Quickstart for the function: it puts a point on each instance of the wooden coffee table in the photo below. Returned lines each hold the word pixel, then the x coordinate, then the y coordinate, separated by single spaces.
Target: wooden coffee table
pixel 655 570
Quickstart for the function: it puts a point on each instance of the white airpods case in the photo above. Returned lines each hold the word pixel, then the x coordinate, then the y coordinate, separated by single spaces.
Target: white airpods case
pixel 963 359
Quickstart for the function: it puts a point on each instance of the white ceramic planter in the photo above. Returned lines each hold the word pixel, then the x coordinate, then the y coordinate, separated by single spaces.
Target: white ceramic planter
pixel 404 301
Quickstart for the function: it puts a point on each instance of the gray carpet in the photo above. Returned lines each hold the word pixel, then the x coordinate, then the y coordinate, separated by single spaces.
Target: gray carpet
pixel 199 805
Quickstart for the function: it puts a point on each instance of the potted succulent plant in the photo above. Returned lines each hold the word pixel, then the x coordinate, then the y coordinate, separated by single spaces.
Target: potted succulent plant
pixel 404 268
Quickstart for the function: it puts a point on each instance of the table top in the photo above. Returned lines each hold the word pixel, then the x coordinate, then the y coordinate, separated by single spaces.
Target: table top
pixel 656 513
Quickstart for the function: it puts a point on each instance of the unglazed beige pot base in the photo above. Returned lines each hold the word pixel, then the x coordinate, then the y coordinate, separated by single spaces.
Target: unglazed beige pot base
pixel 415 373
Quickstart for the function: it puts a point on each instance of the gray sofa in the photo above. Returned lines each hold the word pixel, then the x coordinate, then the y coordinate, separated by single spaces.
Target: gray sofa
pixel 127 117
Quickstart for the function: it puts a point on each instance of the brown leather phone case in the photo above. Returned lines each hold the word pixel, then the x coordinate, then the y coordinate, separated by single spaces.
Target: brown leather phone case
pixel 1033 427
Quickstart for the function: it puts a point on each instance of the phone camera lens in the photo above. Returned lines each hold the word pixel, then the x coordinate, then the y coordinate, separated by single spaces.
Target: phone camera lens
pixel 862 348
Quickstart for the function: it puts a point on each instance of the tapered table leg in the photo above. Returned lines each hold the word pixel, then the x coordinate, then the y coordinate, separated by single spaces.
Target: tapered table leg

+ + + + +

*Problem:* Turn every line of the listing above into a numbered list, leaving out any blank lines.

*The response:*
1. Quickstart for the function: it puts a point on each instance of the wooden coffee table in the photo below. Returned lines each hold the word pixel, then the x coordinate, then the y coordinate, separated by single spaces.
2. Target: wooden coffee table
3. pixel 655 570
4. Quickstart for the function: it puts a point on each instance of the white airpods case in the photo above. Returned lines each hold the word pixel, then the x coordinate, then the y coordinate, separated by single spaces.
5. Target: white airpods case
6. pixel 963 359
7. Quickstart for the function: it puts a point on each instance of the white ceramic planter in the photo above. Returned lines each hold the word pixel, then the x coordinate, then the y coordinate, separated by single spaces.
8. Target: white ceramic planter
9. pixel 404 301
10. Quickstart for the function: it puts a point on each instance of the gray carpet in the photo above. Returned lines each hold the word pixel, then the x coordinate, then the y coordinate, separated by single spaces.
11. Target: gray carpet
12. pixel 199 805
13. Quickstart for the function: it puts a point on each instance of the potted succulent plant in the photo above. Returned lines each hold the word pixel, then the x coordinate, then the y coordinate, separated by single spaces.
14. Target: potted succulent plant
15. pixel 404 268
16. Quickstart for the function: it puts a point on each instance of the table top in the photo above. Returned lines each hold the word pixel, then the x coordinate, then the y coordinate, separated by single spaces.
17. Target: table top
18. pixel 656 513
19. Quickstart for the function: it puts a point on each instance of the unglazed beige pot base in the photo above. Returned lines each hold the word pixel, then the x coordinate, then the y coordinate, separated by single spaces.
20. Target: unglazed beige pot base
21. pixel 415 373
22. Quickstart for the function: it puts a point on each instance of the gray sofa in the photo above. Returned lines each hold the word pixel, then the x coordinate, then the y coordinate, separated by single spaces.
23. Target: gray sofa
24. pixel 127 117
25. Quickstart for the function: it puts a point on each instance of the brown leather phone case in the photo above. Returned lines each hold the word pixel, then the x coordinate, then the y coordinate, separated by single spaces.
26. Target: brown leather phone case
27. pixel 1033 427
28. Quickstart for the function: it puts a point on each instance of the phone camera lens in the photo above. Returned lines each hold the word pixel, then the x coordinate, then the y coordinate, separated by single spaces.
29. Target: phone camera lens
30. pixel 862 348
31. Quickstart for the function: it puts a point on each instance of the tapered table leg in the photo above. Returned lines each hold the word pixel, then the x coordinate, then the y coordinate, separated by single spaces.
32. Target: tapered table leg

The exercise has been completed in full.